**Supplied passage**:
────
No exception will be raised.  Assuming you have the quotechar set to '"' and
the delimiter set to ';', you will, as you surmised, get the pair of strings
you indicated.  You are completely free to call int() with "3,1416" as an
argument.  As long as your locale is set correctly, it will work.

    Carlos> Another point that you should bear in mind: even here in Brazil,
    Carlos> some programs will use the standard (US) delimiters and number
    Carlos> formats, while others will use the localized ones. So we end up
    Carlos> needing to read/write both formats - for example, when reading
    Carlos> data from Excel, and then exporting the same data to some
    Carlos> scientific package that is not locale-aware. So any
    Carlos> localization-related parameters have to be flexible and easily
    Carlos> customizable.

I understand this is going to be a problem, however I have no way of solving
it for you in a way that will make everybody happy, so I'm not going to even
try.  The csv module is about abstracting away all the little weirdnesses
which crop up in different dialects of delimited files.

You, as the application programmer, have to be sensitive to the locales in
which your data will be interpreted.  If you expect to dump an Excel
spreadsheet to a CSV file for analysis by a colleague in the US, everyone's
going to be a lot happier if you send the data encoded for either the en_US
or C locales.  If that's not possible, you need to transmit locale
information along with the data.

If you have your locale set appropriately, when writing numeric data, the
csv module should just do the right thing.  It calls str() on all numeric
data to write it out.  I believe str() is locale-sensitive.

    Carlos> [2] I assume that the csv library will convert any numbers read
    Carlos> from the csv file to some of numeric types available in Python
    Carlos> upon reading. There are some issues here.

Nope.  You get strings.

    Carlos> "row 1";10;1
    Carlos> "row 2";3,1416;2
    Carlos> "row 3";-1;3

    Carlos> The obvious choice is to parse the column 1 as strings; column 2
    Carlos> as floats; and column 3 as integers. But the problem is, how is
    Carlos> the csv library supposed to know that the second column hold
    Carlos> float values, and not integers? Look ahead is out of question -
    Carlos> after all, the only line containing a decimal point may be the
    Carlos> last on a 10 GB file.

    Carlos> For this problem, I propose the following semantics:

    ...

Just apply the necessary semantics yourself.  Here's a suggestion.  Suppose
you know you want the first column to be strings, the second floats and the
third ints.  Code your read loop something like so:

    types = (str, float, int)
    reader = csv.reader(myfile)
    for row in reader:
        row = [t(v) for (t,v) in zip(types, row)]
        process(row)

That way you have complete control over the interpretation of the data.
────
Dataset rows:
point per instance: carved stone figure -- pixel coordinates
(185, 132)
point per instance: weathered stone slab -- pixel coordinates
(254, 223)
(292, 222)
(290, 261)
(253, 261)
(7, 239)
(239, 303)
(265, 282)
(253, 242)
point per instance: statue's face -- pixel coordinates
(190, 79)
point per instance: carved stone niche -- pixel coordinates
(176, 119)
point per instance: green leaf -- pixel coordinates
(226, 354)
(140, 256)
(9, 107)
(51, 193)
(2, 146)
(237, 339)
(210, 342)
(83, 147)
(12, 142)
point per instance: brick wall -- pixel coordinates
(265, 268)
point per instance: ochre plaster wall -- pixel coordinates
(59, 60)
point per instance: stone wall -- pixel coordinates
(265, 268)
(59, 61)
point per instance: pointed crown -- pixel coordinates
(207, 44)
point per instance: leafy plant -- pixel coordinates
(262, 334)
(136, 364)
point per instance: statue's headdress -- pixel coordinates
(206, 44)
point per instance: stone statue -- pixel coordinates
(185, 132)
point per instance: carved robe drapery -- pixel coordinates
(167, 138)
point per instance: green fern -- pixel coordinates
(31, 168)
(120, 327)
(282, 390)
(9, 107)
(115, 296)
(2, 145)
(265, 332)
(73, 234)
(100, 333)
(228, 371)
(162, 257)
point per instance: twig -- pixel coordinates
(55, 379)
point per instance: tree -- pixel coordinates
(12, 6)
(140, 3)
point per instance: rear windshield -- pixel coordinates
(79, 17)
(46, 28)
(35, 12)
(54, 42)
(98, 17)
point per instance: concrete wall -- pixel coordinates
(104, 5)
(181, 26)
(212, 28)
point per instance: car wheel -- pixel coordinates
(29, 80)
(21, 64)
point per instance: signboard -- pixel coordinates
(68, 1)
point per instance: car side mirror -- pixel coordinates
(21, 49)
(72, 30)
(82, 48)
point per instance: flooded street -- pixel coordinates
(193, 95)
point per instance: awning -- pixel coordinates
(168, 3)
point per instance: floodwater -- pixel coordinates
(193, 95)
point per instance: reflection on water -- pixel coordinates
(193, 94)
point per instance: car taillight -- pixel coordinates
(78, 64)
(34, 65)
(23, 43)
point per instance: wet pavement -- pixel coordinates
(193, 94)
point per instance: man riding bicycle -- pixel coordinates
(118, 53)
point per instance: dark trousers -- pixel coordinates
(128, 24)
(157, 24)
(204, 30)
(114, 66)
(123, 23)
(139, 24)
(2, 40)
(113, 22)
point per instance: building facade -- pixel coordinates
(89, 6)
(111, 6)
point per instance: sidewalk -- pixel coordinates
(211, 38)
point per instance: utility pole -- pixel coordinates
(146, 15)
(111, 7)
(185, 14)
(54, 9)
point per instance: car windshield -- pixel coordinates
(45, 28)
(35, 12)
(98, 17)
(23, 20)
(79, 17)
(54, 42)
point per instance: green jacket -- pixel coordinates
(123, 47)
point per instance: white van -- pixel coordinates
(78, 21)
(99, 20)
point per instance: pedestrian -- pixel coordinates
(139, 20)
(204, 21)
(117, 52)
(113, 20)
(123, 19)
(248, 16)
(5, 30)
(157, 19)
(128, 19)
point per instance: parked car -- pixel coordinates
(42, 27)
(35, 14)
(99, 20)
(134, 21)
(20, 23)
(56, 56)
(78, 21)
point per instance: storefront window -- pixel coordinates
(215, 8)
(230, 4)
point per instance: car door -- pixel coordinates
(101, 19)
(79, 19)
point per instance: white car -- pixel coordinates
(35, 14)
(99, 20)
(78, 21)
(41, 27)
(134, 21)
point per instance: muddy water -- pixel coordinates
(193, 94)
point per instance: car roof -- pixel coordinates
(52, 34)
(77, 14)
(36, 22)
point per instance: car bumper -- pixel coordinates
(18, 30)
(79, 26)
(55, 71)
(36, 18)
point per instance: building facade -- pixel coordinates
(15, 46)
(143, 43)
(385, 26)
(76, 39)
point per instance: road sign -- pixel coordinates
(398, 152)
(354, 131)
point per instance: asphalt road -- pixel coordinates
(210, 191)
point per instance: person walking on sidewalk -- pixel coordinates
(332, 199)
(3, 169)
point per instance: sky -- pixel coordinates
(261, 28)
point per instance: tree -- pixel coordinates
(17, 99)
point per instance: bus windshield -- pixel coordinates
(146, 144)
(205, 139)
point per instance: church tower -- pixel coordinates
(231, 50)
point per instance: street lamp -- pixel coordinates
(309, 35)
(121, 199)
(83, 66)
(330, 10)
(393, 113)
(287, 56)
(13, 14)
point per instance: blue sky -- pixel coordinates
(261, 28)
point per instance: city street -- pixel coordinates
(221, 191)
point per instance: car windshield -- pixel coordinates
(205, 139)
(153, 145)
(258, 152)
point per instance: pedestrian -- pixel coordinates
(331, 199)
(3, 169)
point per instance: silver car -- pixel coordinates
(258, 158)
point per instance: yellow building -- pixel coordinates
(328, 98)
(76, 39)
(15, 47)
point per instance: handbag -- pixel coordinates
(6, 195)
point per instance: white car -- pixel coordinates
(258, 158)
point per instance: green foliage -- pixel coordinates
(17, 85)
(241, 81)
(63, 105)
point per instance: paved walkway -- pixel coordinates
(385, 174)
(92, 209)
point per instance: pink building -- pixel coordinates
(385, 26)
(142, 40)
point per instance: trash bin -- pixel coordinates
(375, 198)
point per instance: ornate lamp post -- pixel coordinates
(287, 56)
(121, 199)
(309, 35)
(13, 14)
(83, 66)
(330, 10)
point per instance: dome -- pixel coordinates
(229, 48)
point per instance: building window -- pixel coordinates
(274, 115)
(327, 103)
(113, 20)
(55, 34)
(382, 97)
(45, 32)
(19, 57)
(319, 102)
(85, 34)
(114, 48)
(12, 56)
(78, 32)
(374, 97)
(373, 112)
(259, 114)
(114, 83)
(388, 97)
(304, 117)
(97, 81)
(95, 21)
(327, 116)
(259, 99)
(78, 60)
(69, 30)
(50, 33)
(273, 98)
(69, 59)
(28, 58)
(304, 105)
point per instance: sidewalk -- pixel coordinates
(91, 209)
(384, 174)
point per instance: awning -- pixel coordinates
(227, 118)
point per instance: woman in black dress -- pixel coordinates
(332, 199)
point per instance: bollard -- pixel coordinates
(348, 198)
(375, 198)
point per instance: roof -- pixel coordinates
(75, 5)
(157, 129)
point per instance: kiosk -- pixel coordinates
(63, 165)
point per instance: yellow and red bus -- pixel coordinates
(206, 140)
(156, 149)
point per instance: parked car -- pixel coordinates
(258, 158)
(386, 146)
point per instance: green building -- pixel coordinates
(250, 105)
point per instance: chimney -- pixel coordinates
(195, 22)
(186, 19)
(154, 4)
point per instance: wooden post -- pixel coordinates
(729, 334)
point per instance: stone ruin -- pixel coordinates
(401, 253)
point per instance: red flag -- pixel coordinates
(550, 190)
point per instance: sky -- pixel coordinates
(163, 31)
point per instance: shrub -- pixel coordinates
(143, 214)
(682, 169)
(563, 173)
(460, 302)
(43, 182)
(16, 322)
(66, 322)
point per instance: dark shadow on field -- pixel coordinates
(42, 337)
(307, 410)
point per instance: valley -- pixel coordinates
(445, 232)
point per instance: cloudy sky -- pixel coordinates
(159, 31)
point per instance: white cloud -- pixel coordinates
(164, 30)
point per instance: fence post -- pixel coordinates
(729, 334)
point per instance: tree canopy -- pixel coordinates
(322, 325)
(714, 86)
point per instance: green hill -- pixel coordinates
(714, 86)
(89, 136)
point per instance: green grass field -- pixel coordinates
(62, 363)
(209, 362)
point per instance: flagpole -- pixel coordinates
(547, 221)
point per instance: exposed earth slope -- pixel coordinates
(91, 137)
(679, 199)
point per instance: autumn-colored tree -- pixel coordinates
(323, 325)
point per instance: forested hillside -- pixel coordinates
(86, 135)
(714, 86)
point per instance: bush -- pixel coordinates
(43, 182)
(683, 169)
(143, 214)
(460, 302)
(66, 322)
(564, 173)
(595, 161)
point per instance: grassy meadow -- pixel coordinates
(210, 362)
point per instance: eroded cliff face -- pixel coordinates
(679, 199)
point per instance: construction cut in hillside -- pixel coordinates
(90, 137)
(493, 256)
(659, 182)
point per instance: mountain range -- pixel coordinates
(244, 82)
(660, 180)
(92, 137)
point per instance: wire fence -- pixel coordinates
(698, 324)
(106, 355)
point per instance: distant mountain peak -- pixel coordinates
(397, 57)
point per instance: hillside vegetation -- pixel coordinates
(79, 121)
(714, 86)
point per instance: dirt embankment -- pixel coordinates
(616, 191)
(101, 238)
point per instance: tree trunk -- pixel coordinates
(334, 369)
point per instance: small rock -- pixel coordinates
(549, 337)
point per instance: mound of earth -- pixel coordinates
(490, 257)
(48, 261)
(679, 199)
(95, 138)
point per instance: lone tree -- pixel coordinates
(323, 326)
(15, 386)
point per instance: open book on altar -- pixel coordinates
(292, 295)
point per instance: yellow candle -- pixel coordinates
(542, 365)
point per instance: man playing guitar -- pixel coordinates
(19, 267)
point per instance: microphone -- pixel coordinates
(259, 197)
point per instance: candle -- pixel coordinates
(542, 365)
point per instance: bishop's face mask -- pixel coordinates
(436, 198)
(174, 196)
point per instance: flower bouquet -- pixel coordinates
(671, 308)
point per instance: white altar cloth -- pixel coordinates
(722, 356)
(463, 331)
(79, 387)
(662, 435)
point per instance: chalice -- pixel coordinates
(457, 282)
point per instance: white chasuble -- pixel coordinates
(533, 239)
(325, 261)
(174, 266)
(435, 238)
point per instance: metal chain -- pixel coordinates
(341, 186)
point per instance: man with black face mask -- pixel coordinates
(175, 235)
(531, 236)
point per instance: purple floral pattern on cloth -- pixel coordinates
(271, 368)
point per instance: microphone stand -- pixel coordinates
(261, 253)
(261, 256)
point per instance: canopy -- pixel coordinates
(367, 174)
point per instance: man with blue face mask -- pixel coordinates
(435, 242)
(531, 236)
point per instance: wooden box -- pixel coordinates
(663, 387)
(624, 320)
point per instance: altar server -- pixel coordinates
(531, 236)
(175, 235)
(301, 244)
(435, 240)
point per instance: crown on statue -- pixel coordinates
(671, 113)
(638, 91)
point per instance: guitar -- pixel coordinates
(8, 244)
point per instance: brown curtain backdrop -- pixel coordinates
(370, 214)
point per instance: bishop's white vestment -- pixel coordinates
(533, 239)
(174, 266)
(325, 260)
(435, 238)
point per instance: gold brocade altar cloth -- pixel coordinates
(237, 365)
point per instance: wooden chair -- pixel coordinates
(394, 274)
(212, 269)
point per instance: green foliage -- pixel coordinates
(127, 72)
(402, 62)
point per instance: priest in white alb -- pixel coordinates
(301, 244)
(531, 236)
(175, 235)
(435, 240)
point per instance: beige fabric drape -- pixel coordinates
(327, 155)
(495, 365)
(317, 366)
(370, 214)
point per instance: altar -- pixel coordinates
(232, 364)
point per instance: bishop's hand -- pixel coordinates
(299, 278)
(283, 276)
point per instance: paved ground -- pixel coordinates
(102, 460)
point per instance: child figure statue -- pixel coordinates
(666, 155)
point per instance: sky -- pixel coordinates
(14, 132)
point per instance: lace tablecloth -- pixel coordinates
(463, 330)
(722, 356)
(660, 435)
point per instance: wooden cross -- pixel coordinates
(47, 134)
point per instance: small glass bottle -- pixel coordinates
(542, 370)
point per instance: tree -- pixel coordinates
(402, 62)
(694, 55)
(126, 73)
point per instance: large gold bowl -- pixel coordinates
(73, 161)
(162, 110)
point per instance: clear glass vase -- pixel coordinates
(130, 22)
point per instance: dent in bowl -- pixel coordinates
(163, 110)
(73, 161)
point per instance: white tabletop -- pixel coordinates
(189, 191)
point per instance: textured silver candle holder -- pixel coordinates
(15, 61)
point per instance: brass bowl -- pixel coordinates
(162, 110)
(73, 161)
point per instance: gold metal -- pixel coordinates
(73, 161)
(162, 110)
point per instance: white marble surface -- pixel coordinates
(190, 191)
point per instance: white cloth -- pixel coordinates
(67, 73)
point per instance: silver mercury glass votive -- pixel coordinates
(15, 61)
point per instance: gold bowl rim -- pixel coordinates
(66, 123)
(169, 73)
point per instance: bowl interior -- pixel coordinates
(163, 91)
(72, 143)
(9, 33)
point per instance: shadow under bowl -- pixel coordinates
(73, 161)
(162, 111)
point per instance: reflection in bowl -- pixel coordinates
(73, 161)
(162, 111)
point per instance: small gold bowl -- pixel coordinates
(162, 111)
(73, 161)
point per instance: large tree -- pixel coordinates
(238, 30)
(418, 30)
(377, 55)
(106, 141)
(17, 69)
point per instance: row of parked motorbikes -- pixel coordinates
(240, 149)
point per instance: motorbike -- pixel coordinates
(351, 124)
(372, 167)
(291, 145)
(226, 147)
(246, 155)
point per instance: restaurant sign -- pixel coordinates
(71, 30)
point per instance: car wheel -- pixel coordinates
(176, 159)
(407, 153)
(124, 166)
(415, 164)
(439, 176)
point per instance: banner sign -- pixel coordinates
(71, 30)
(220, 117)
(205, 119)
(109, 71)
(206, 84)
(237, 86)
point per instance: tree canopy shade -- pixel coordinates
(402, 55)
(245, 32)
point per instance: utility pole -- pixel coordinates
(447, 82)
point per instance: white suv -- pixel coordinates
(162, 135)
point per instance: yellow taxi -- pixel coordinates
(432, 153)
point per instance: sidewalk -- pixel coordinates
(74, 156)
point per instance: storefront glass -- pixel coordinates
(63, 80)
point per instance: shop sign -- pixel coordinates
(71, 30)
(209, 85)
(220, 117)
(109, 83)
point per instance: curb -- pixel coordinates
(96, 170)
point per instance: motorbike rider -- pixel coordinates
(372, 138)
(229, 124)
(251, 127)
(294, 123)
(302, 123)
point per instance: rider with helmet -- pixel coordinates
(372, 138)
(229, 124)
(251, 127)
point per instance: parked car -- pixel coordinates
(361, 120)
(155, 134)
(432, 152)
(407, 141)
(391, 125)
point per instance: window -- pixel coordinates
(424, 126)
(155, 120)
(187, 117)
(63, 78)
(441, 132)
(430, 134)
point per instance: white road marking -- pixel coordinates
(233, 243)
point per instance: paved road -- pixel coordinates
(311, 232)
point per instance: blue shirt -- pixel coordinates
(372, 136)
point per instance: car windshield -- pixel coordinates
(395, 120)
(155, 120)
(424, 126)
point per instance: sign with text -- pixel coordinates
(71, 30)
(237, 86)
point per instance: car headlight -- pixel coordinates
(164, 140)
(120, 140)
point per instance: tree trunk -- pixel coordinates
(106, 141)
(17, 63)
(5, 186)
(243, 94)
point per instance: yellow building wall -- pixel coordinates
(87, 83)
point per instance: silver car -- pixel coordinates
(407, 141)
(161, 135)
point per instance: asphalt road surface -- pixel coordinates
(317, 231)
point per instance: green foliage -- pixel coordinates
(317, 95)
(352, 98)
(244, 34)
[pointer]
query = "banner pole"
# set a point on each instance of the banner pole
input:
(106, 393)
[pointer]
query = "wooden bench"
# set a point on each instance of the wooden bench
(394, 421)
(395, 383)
────
**Your instructions**:
Please state which function the csv module calls on numeric data to write it out, according to the passage about the csv module.

**Written response**:
It calls str() on all numeric data.